Extend the news excerpt on Biden's climate legacy and clean energy funding, picking up right after its final sentence.

> [DOCUMENT EXCERPT]
^^^^

Biden wants to establish a legacy for climate action that includes locking in a trajectory for reducing the nation’s planet-warming greenhouse gas emissions. Former President Donald Trump has pledged to rescind unspent funds in Biden’s landmark climate and health care bill and stop offshore wind development if he returns to the White House in January.
Energy Secretary Jennifer Granholm told The Associated Press on Friday it would be “political malpractice” to undo clean energy incentives that are benefiting all pockets of America, with most of the investments going to counties with below-average weekly wages and college graduation rates.
“A lot of it is going to parts of America who have felt left behind. And this is giving them opportunity,” she said. “Why would we take that away? And why would we prevent counties and cities and people and families from having future-facing jobs in industries like clean energy, which young people are very excited about being a part of?”
Still, Granholm said, she’s racing to commit funding and get contracts signed.
Vice President Kamala Harris, who became the Democratic nominee after Biden dropped from the race this summer, has said she will pursue a climate agenda similar to Biden’s, focused on reducing emissions, deploying renewables and creating clean energy jobs.

^^^^

(Collected data entries)
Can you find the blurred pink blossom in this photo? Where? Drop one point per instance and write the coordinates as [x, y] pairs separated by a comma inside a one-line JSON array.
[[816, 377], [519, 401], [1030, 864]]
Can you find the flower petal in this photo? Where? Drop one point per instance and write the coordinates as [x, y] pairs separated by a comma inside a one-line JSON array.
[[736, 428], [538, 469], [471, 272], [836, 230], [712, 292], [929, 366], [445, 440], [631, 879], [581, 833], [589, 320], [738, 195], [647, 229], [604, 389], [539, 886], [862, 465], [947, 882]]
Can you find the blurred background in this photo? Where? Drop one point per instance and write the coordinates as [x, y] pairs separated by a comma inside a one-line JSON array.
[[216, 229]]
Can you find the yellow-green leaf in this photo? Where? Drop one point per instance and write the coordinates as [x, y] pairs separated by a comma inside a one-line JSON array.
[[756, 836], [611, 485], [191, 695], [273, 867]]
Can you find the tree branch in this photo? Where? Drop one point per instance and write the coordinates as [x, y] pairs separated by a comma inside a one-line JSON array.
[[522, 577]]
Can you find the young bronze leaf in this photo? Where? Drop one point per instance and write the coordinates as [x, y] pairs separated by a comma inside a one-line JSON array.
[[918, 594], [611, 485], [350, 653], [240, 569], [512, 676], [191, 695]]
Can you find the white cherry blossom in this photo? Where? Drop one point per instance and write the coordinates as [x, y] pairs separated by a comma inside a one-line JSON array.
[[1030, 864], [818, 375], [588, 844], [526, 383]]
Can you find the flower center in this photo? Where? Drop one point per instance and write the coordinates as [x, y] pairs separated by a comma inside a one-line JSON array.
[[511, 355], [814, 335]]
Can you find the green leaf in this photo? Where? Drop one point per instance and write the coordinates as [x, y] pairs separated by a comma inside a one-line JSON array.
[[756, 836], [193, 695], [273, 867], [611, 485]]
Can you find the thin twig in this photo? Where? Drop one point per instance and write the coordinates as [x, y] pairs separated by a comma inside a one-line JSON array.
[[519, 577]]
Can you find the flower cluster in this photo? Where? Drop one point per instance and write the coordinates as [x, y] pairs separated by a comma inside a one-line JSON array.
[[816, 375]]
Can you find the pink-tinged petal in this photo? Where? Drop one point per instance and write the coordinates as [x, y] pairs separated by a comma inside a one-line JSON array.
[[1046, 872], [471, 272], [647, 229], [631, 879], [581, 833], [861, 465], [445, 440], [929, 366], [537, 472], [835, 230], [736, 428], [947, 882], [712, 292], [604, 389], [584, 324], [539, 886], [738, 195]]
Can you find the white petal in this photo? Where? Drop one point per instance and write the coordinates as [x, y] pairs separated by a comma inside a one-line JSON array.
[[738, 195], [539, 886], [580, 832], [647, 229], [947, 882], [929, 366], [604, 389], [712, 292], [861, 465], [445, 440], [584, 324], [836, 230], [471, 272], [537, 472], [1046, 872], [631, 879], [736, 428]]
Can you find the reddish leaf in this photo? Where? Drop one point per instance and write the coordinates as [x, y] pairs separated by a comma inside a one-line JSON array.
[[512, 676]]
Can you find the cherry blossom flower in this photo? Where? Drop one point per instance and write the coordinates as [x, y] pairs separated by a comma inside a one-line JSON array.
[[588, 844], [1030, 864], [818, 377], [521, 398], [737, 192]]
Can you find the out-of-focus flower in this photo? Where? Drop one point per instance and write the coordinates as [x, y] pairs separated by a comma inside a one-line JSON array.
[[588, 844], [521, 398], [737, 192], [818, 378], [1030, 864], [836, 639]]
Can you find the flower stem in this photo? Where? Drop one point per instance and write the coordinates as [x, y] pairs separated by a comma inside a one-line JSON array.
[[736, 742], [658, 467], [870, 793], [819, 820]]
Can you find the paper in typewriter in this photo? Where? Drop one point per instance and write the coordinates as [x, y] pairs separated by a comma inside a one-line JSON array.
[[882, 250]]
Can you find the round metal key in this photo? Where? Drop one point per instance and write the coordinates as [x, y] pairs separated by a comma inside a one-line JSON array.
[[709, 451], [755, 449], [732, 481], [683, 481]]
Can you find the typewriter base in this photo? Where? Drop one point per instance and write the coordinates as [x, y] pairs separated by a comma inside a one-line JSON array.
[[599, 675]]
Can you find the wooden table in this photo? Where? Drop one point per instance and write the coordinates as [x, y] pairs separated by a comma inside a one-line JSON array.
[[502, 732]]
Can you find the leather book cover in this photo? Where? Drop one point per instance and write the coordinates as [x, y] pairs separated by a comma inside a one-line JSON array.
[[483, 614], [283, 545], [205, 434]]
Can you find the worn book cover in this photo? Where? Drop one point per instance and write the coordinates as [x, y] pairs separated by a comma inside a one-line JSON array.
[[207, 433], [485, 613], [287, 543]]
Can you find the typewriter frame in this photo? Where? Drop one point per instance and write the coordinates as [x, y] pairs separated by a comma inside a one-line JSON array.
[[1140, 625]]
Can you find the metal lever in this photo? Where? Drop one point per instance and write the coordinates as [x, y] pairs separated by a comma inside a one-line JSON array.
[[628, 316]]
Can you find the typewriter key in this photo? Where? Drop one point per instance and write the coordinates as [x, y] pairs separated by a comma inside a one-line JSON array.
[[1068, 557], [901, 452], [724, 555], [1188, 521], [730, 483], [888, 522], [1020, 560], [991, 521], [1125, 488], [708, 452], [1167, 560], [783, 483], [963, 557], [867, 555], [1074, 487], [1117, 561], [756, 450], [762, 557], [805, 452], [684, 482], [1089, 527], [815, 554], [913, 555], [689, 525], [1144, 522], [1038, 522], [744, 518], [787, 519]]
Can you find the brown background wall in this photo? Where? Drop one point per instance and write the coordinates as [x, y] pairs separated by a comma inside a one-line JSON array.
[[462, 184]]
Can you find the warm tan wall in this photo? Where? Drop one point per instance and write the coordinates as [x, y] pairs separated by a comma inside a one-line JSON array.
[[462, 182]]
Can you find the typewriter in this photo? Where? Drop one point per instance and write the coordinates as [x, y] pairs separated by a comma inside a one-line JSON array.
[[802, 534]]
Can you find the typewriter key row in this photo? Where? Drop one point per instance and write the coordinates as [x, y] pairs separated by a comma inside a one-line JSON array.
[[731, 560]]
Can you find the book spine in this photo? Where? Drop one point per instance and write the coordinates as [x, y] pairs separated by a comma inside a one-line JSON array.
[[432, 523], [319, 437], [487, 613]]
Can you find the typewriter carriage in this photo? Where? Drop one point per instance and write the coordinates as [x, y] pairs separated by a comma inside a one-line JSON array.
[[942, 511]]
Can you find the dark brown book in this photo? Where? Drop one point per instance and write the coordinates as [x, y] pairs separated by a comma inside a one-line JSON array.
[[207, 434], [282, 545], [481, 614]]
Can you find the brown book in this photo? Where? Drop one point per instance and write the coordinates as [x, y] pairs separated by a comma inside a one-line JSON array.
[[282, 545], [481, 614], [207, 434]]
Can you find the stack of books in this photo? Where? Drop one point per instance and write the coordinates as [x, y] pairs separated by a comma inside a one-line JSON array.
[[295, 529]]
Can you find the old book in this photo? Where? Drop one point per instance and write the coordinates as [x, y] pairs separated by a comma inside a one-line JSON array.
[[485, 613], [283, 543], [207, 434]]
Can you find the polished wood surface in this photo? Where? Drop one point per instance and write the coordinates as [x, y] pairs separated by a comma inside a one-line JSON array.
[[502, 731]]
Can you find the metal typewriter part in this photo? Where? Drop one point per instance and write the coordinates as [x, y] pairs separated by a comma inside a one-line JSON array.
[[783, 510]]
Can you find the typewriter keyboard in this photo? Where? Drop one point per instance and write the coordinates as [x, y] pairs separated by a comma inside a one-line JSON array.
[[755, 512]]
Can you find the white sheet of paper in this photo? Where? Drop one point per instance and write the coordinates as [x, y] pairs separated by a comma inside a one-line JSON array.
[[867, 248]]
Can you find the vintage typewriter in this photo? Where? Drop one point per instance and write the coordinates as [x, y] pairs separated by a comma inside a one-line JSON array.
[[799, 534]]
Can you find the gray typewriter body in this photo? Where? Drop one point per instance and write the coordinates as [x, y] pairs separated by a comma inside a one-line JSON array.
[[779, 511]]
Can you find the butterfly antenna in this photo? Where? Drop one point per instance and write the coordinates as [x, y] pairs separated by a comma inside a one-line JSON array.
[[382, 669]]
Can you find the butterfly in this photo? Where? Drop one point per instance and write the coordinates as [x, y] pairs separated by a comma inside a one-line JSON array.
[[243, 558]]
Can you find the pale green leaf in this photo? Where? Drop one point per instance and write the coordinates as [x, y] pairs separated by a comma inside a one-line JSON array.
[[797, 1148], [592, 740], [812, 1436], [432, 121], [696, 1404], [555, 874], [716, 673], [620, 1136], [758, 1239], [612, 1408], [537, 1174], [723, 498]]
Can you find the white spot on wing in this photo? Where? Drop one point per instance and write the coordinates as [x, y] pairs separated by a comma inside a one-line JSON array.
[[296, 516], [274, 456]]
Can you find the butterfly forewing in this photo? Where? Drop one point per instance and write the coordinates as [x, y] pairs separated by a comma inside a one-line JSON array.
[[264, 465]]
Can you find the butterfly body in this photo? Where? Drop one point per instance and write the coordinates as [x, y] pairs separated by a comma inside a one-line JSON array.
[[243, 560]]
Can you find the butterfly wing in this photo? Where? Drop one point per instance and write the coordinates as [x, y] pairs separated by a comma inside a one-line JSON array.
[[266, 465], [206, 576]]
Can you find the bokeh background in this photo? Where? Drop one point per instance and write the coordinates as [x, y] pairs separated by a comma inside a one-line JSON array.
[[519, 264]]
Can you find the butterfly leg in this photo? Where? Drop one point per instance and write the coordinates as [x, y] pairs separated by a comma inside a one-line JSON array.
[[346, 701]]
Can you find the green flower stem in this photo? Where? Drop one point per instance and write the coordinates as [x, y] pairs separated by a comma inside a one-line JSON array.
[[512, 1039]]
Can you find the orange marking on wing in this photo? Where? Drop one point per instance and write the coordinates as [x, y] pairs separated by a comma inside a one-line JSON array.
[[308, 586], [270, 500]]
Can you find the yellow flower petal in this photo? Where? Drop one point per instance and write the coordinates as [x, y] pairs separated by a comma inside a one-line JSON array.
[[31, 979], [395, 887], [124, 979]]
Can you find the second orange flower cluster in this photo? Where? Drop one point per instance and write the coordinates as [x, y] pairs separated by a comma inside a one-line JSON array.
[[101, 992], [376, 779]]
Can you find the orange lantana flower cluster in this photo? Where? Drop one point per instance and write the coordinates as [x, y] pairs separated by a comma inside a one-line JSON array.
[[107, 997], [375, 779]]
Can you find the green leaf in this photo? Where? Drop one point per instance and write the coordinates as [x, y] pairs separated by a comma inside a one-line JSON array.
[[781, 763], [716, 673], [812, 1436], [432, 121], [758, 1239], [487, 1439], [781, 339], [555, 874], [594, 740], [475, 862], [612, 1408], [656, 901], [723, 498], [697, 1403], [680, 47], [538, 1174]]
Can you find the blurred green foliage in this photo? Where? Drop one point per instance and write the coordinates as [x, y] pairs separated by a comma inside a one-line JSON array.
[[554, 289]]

^^^^

> [WRITTEN ANSWER]
Announcements of major environmental grants and project approvals have speeded up in recent months as White House Deputy Chief of Staff Natalie Quillian said Biden is “sprinting to the finish” and delivering on promises to promote clean energy and slow climate change:
The Environmental Protection Agency made $20 billion from a federal “green bank” available this summer for clean energy projects such as residential heat pumps, electric vehicle charging stations and community cooling centers.
The Bureau of Ocean Energy Management approved the nation’s 10th large offshore wind farm, the Maryland Offshore Wind Project, in September, reaching the halfway mark for Biden’s goal of 30 gigawatts of offshore wind energy by 2030. On Oct. 1, the agency gave a key approval to an offshore wind farm project in New Jersey.
In the past month alone, the Energy Department has made six announcements of a billion dollars or more, including more than $3 billion for battery manufacturing projects and a $1.5 billion loan to restart a nuclear plant in Michigan. And just last week, Biden set a 10-year deadline for cities to replace their lead pipes, with $2.6 billion available from the EPA to help communities comply.
Besides the climate law, formally known as the Inflation Reduction Act, Biden is seeking to spend billions in projects approved under the bipartisan infrastructure law in 2021 and the 2022 CHIPS and Science Act. The $1 trillion infrastructure law includes cash for roads, bridges, ports and more, while the CHIPS law aims to reinvigorate the computer chip sector in the United States through tens of billions of dollars in government support.